_What the task requires_
Restate every line of the data word for word, except for the images.

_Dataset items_
- - - - -
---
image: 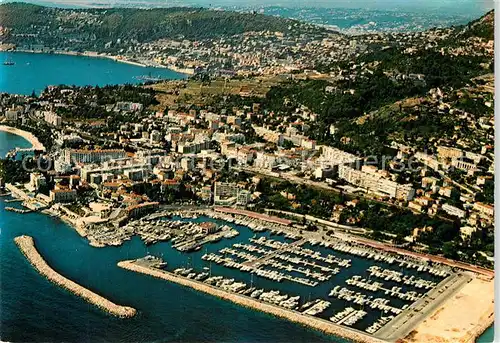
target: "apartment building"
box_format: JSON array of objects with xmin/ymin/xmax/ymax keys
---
[{"xmin": 65, "ymin": 149, "xmax": 126, "ymax": 164}]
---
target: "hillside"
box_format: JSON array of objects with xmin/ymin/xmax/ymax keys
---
[
  {"xmin": 255, "ymin": 10, "xmax": 494, "ymax": 156},
  {"xmin": 0, "ymin": 3, "xmax": 324, "ymax": 50}
]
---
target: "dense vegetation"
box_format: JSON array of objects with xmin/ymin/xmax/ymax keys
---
[{"xmin": 0, "ymin": 3, "xmax": 320, "ymax": 51}]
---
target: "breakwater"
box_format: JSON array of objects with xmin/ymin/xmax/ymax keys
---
[
  {"xmin": 14, "ymin": 235, "xmax": 136, "ymax": 318},
  {"xmin": 118, "ymin": 260, "xmax": 384, "ymax": 343}
]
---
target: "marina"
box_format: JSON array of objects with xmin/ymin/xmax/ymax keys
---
[
  {"xmin": 101, "ymin": 208, "xmax": 466, "ymax": 341},
  {"xmin": 2, "ymin": 198, "xmax": 493, "ymax": 342},
  {"xmin": 118, "ymin": 258, "xmax": 386, "ymax": 343}
]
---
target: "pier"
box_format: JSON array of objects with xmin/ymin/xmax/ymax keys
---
[
  {"xmin": 14, "ymin": 235, "xmax": 136, "ymax": 318},
  {"xmin": 5, "ymin": 207, "xmax": 33, "ymax": 214},
  {"xmin": 118, "ymin": 259, "xmax": 386, "ymax": 343}
]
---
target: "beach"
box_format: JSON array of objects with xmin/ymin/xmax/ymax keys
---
[
  {"xmin": 0, "ymin": 125, "xmax": 45, "ymax": 151},
  {"xmin": 401, "ymin": 275, "xmax": 495, "ymax": 343}
]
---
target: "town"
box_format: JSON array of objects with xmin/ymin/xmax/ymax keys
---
[{"xmin": 0, "ymin": 4, "xmax": 494, "ymax": 343}]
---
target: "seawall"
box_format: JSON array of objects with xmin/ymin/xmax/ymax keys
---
[
  {"xmin": 118, "ymin": 260, "xmax": 385, "ymax": 343},
  {"xmin": 14, "ymin": 235, "xmax": 136, "ymax": 318}
]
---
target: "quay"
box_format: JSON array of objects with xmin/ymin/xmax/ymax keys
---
[
  {"xmin": 214, "ymin": 207, "xmax": 293, "ymax": 226},
  {"xmin": 14, "ymin": 235, "xmax": 136, "ymax": 318},
  {"xmin": 5, "ymin": 207, "xmax": 33, "ymax": 214},
  {"xmin": 118, "ymin": 259, "xmax": 385, "ymax": 343}
]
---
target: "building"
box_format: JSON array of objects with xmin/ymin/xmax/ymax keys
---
[
  {"xmin": 441, "ymin": 203, "xmax": 466, "ymax": 219},
  {"xmin": 177, "ymin": 138, "xmax": 210, "ymax": 154},
  {"xmin": 214, "ymin": 182, "xmax": 239, "ymax": 206},
  {"xmin": 451, "ymin": 158, "xmax": 477, "ymax": 172},
  {"xmin": 338, "ymin": 165, "xmax": 415, "ymax": 201},
  {"xmin": 198, "ymin": 222, "xmax": 219, "ymax": 234},
  {"xmin": 408, "ymin": 201, "xmax": 423, "ymax": 212},
  {"xmin": 43, "ymin": 111, "xmax": 62, "ymax": 127},
  {"xmin": 236, "ymin": 189, "xmax": 252, "ymax": 206},
  {"xmin": 26, "ymin": 172, "xmax": 47, "ymax": 192},
  {"xmin": 437, "ymin": 146, "xmax": 464, "ymax": 160},
  {"xmin": 49, "ymin": 189, "xmax": 77, "ymax": 203},
  {"xmin": 126, "ymin": 202, "xmax": 159, "ymax": 218},
  {"xmin": 473, "ymin": 202, "xmax": 494, "ymax": 218},
  {"xmin": 124, "ymin": 168, "xmax": 148, "ymax": 181},
  {"xmin": 5, "ymin": 109, "xmax": 19, "ymax": 121},
  {"xmin": 65, "ymin": 149, "xmax": 126, "ymax": 164},
  {"xmin": 460, "ymin": 226, "xmax": 477, "ymax": 239}
]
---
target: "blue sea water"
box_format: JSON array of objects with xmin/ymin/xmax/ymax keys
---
[
  {"xmin": 0, "ymin": 131, "xmax": 33, "ymax": 158},
  {"xmin": 0, "ymin": 51, "xmax": 186, "ymax": 95}
]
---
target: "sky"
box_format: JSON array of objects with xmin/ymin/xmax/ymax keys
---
[{"xmin": 0, "ymin": 0, "xmax": 494, "ymax": 15}]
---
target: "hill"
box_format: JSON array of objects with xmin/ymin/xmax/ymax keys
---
[{"xmin": 0, "ymin": 3, "xmax": 324, "ymax": 51}]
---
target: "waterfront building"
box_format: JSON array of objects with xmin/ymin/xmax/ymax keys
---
[
  {"xmin": 49, "ymin": 189, "xmax": 77, "ymax": 203},
  {"xmin": 28, "ymin": 172, "xmax": 47, "ymax": 191},
  {"xmin": 214, "ymin": 182, "xmax": 239, "ymax": 206},
  {"xmin": 5, "ymin": 109, "xmax": 20, "ymax": 121},
  {"xmin": 126, "ymin": 202, "xmax": 159, "ymax": 218},
  {"xmin": 198, "ymin": 222, "xmax": 218, "ymax": 234}
]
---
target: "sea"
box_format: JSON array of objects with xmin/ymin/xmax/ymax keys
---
[
  {"xmin": 0, "ymin": 51, "xmax": 186, "ymax": 96},
  {"xmin": 0, "ymin": 54, "xmax": 495, "ymax": 342}
]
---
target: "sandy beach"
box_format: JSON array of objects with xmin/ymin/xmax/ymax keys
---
[
  {"xmin": 401, "ymin": 275, "xmax": 495, "ymax": 343},
  {"xmin": 0, "ymin": 125, "xmax": 45, "ymax": 151}
]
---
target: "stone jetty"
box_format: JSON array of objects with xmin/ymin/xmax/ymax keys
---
[
  {"xmin": 14, "ymin": 235, "xmax": 136, "ymax": 318},
  {"xmin": 118, "ymin": 259, "xmax": 385, "ymax": 343}
]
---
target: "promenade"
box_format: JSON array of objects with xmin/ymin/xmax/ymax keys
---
[
  {"xmin": 15, "ymin": 235, "xmax": 136, "ymax": 318},
  {"xmin": 0, "ymin": 125, "xmax": 45, "ymax": 151},
  {"xmin": 214, "ymin": 207, "xmax": 293, "ymax": 226},
  {"xmin": 118, "ymin": 259, "xmax": 386, "ymax": 343}
]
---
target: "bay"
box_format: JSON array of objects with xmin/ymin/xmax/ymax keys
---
[
  {"xmin": 0, "ymin": 131, "xmax": 33, "ymax": 158},
  {"xmin": 0, "ymin": 51, "xmax": 186, "ymax": 95}
]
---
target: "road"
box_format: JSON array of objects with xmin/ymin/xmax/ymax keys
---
[{"xmin": 375, "ymin": 272, "xmax": 472, "ymax": 341}]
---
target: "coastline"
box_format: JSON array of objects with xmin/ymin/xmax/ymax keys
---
[
  {"xmin": 0, "ymin": 125, "xmax": 45, "ymax": 152},
  {"xmin": 8, "ymin": 49, "xmax": 193, "ymax": 74},
  {"xmin": 14, "ymin": 235, "xmax": 136, "ymax": 318},
  {"xmin": 118, "ymin": 259, "xmax": 385, "ymax": 343}
]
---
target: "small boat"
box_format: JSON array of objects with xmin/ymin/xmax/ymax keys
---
[{"xmin": 3, "ymin": 59, "xmax": 14, "ymax": 66}]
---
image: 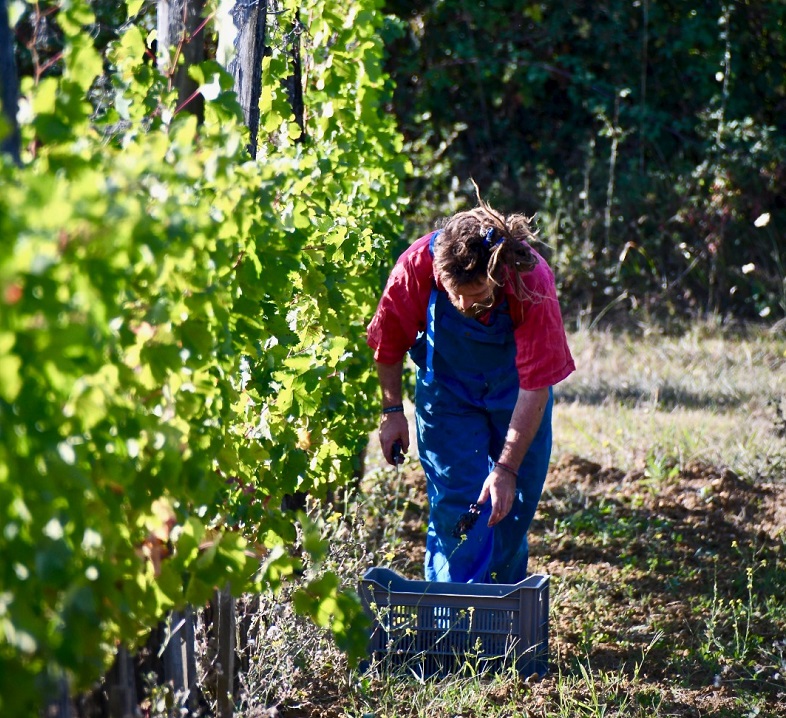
- - - - -
_Answer box_
---
image: 
target: "apartment building"
box_format: JSON array of objects with xmin/ymin/xmax/ymax keys
---
[{"xmin": 65, "ymin": 149, "xmax": 126, "ymax": 164}]
---
target: "hillside"
box_format: JSON array of objects with xmin/ymin/xmax/ymax keys
---
[
  {"xmin": 255, "ymin": 10, "xmax": 494, "ymax": 156},
  {"xmin": 0, "ymin": 3, "xmax": 324, "ymax": 50}
]
---
target: "dense vegetation"
box_format: JSON array of objects with xmin/ymin/xmax/ymax keys
---
[{"xmin": 0, "ymin": 3, "xmax": 320, "ymax": 51}]
---
target: "breakwater"
box_format: JSON array of objects with xmin/ymin/xmax/ymax keys
---
[
  {"xmin": 14, "ymin": 235, "xmax": 136, "ymax": 318},
  {"xmin": 118, "ymin": 260, "xmax": 384, "ymax": 343}
]
---
target: "marina"
box_format: JSON array of objects with xmin/ymin/xmax/ymax keys
---
[
  {"xmin": 101, "ymin": 208, "xmax": 466, "ymax": 341},
  {"xmin": 2, "ymin": 198, "xmax": 493, "ymax": 342},
  {"xmin": 118, "ymin": 258, "xmax": 386, "ymax": 343}
]
---
target: "pier"
box_format: JSON array of objects with xmin/ymin/xmax/ymax keys
---
[
  {"xmin": 14, "ymin": 235, "xmax": 136, "ymax": 318},
  {"xmin": 5, "ymin": 207, "xmax": 33, "ymax": 214},
  {"xmin": 118, "ymin": 259, "xmax": 386, "ymax": 343}
]
---
target: "beach"
box_format: JSON array of objects with xmin/ymin/xmax/ymax keys
---
[
  {"xmin": 0, "ymin": 125, "xmax": 45, "ymax": 151},
  {"xmin": 401, "ymin": 275, "xmax": 495, "ymax": 343}
]
---
target: "town"
box_format: JSON array of objects with xmin/ymin/xmax/ymax keys
---
[{"xmin": 0, "ymin": 4, "xmax": 494, "ymax": 343}]
---
target: "seawall"
box_format: JSON array of objects with xmin/ymin/xmax/ymax keys
---
[
  {"xmin": 118, "ymin": 260, "xmax": 385, "ymax": 343},
  {"xmin": 14, "ymin": 235, "xmax": 136, "ymax": 318}
]
---
target: "quay"
box_format: JSON array of objects with xmin/ymin/xmax/ymax keys
---
[
  {"xmin": 214, "ymin": 207, "xmax": 293, "ymax": 226},
  {"xmin": 14, "ymin": 235, "xmax": 136, "ymax": 318},
  {"xmin": 5, "ymin": 207, "xmax": 33, "ymax": 214},
  {"xmin": 118, "ymin": 259, "xmax": 385, "ymax": 343}
]
---
target: "building"
box_format: JSON array of objects with xmin/ymin/xmax/ymax keys
---
[
  {"xmin": 441, "ymin": 203, "xmax": 466, "ymax": 219},
  {"xmin": 177, "ymin": 138, "xmax": 210, "ymax": 154},
  {"xmin": 214, "ymin": 182, "xmax": 239, "ymax": 206},
  {"xmin": 451, "ymin": 158, "xmax": 477, "ymax": 172},
  {"xmin": 338, "ymin": 165, "xmax": 415, "ymax": 201},
  {"xmin": 198, "ymin": 222, "xmax": 219, "ymax": 234},
  {"xmin": 408, "ymin": 201, "xmax": 423, "ymax": 212},
  {"xmin": 43, "ymin": 111, "xmax": 62, "ymax": 127},
  {"xmin": 236, "ymin": 189, "xmax": 252, "ymax": 206},
  {"xmin": 26, "ymin": 172, "xmax": 47, "ymax": 192},
  {"xmin": 437, "ymin": 146, "xmax": 464, "ymax": 160},
  {"xmin": 49, "ymin": 189, "xmax": 77, "ymax": 203},
  {"xmin": 126, "ymin": 202, "xmax": 159, "ymax": 218},
  {"xmin": 473, "ymin": 202, "xmax": 494, "ymax": 218},
  {"xmin": 124, "ymin": 168, "xmax": 148, "ymax": 181},
  {"xmin": 5, "ymin": 109, "xmax": 19, "ymax": 121},
  {"xmin": 65, "ymin": 149, "xmax": 126, "ymax": 164},
  {"xmin": 460, "ymin": 226, "xmax": 477, "ymax": 239}
]
---
target: "blue sea water"
box_format: JSON array of objects with xmin/ymin/xmax/ymax keys
---
[
  {"xmin": 0, "ymin": 131, "xmax": 33, "ymax": 158},
  {"xmin": 0, "ymin": 51, "xmax": 186, "ymax": 95}
]
---
target: "sky"
box_format: JSON array of objects with xmin/ymin/xmax/ymax keys
---
[{"xmin": 0, "ymin": 0, "xmax": 494, "ymax": 15}]
---
target: "hill"
box_format: JSON array of objects with xmin/ymin/xmax/ymax keys
---
[{"xmin": 0, "ymin": 3, "xmax": 324, "ymax": 51}]
---
target: "waterfront building"
box_format: JSON array of objects with xmin/ymin/xmax/ymax keys
---
[
  {"xmin": 49, "ymin": 189, "xmax": 77, "ymax": 203},
  {"xmin": 28, "ymin": 172, "xmax": 47, "ymax": 191},
  {"xmin": 214, "ymin": 182, "xmax": 239, "ymax": 206},
  {"xmin": 5, "ymin": 109, "xmax": 20, "ymax": 121},
  {"xmin": 126, "ymin": 202, "xmax": 159, "ymax": 218},
  {"xmin": 198, "ymin": 222, "xmax": 218, "ymax": 234}
]
---
target: "sea"
box_format: JSON array of objects with xmin/ymin/xmax/ymax keys
---
[
  {"xmin": 0, "ymin": 51, "xmax": 186, "ymax": 96},
  {"xmin": 0, "ymin": 54, "xmax": 495, "ymax": 342}
]
---
target: "sandy beach"
box_format: JSON array of objects with xmin/ymin/xmax/ymax keys
---
[
  {"xmin": 401, "ymin": 275, "xmax": 495, "ymax": 343},
  {"xmin": 0, "ymin": 125, "xmax": 45, "ymax": 151}
]
---
target: "stone jetty"
box_format: JSON array of objects with xmin/ymin/xmax/ymax keys
---
[
  {"xmin": 14, "ymin": 235, "xmax": 136, "ymax": 318},
  {"xmin": 118, "ymin": 259, "xmax": 385, "ymax": 343}
]
---
target: "promenade"
box_format: JSON array of objects with xmin/ymin/xmax/ymax keys
---
[
  {"xmin": 15, "ymin": 235, "xmax": 136, "ymax": 318},
  {"xmin": 0, "ymin": 125, "xmax": 45, "ymax": 151},
  {"xmin": 214, "ymin": 207, "xmax": 293, "ymax": 226},
  {"xmin": 118, "ymin": 259, "xmax": 386, "ymax": 343}
]
---
target: "bay"
box_format: JSON array of objects with xmin/ymin/xmax/ymax keys
---
[
  {"xmin": 0, "ymin": 131, "xmax": 33, "ymax": 158},
  {"xmin": 0, "ymin": 51, "xmax": 186, "ymax": 95}
]
---
target: "road"
box_format: JSON array of objects with xmin/ymin/xmax/ymax keys
---
[{"xmin": 375, "ymin": 272, "xmax": 472, "ymax": 341}]
---
target: "coastline"
box_format: JSON array of objects with xmin/ymin/xmax/ymax keys
---
[
  {"xmin": 0, "ymin": 125, "xmax": 45, "ymax": 152},
  {"xmin": 8, "ymin": 49, "xmax": 193, "ymax": 74},
  {"xmin": 14, "ymin": 235, "xmax": 136, "ymax": 318},
  {"xmin": 118, "ymin": 259, "xmax": 385, "ymax": 343}
]
---
target: "small boat"
box_format: JSON array of objects with xmin/ymin/xmax/ymax keys
---
[{"xmin": 3, "ymin": 59, "xmax": 14, "ymax": 66}]
---
image: 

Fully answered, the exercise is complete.